<<<<
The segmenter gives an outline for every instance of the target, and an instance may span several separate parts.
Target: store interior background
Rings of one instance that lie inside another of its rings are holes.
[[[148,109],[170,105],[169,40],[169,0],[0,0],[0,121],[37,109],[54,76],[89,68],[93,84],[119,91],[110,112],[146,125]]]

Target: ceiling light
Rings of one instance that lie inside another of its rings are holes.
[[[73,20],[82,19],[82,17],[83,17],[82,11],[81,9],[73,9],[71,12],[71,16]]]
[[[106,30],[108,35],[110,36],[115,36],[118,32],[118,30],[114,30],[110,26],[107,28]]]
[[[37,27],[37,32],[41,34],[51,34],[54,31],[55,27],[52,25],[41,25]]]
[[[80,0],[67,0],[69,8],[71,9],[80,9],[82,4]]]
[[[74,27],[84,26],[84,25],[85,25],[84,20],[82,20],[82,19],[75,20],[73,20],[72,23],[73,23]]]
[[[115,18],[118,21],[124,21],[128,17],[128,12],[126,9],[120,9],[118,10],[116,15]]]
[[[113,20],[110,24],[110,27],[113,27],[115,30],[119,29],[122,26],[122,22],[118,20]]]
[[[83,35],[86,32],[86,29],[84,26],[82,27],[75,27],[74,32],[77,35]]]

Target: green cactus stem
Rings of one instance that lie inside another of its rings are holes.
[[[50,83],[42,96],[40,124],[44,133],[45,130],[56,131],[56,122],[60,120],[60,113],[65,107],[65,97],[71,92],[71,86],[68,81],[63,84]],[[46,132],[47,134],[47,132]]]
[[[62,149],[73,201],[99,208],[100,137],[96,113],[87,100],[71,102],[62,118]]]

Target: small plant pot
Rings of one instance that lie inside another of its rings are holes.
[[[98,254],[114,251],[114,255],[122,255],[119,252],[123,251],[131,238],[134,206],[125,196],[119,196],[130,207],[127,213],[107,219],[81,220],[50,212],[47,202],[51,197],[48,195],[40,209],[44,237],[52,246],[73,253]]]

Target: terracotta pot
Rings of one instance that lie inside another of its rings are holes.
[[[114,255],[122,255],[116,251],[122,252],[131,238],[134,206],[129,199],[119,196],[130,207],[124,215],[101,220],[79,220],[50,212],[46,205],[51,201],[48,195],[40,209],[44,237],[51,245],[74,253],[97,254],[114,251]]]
>>>>
→ Request:
Repeat the records above from the line with "Target: ceiling light" through the end of the records, including the request lines, and shift every coordinate in the answers by adding 88.

→ Worked solution:
Target: ceiling light
Rings of one instance that lie inside another of its rings are holes.
[[[161,108],[170,107],[170,105],[171,105],[170,99],[169,97],[161,97],[159,100],[159,104]]]
[[[194,118],[196,123],[198,124],[203,124],[206,120],[206,118],[202,118],[198,114],[195,116]]]
[[[125,115],[125,120],[129,122],[139,122],[142,119],[143,115],[140,113],[129,113]]]
[[[168,88],[155,88],[157,96],[159,97],[168,97],[170,92]]]
[[[162,115],[172,114],[172,113],[173,113],[172,108],[170,108],[170,107],[163,108],[161,108],[160,111],[161,111]]]
[[[203,106],[206,109],[212,109],[216,105],[216,100],[214,97],[208,97],[206,98],[204,103]]]
[[[201,108],[198,112],[198,115],[201,115],[203,118],[207,117],[210,114],[210,110],[206,108]]]
[[[171,123],[174,120],[174,117],[172,114],[170,115],[163,115],[162,120],[165,123]]]

Target: green cactus stem
Rings of one instance that lie inside another of its rings are holes.
[[[138,171],[130,184],[128,212],[132,221],[133,218],[144,219],[144,210],[148,208],[148,201],[153,195],[153,185],[159,180],[159,174],[156,169],[151,172]],[[134,220],[135,222],[135,220]]]
[[[150,237],[161,289],[187,296],[188,225],[184,201],[175,188],[159,190],[150,206]]]

Target: small plant pot
Rings of one instance that lie inside another of its rings are holes.
[[[186,342],[202,339],[202,343],[210,343],[207,340],[211,339],[219,326],[222,294],[213,284],[207,284],[218,295],[215,301],[195,307],[169,308],[138,300],[135,290],[139,285],[136,283],[128,297],[132,325],[140,334],[161,341]]]

Target: terracotta pot
Rings of one instance that lie inside another of its rings are holes.
[[[202,343],[210,343],[204,339],[210,340],[219,326],[222,294],[217,287],[207,284],[218,295],[212,303],[189,308],[167,308],[138,300],[134,293],[139,289],[136,283],[128,297],[132,325],[139,333],[162,341],[185,342],[202,339]]]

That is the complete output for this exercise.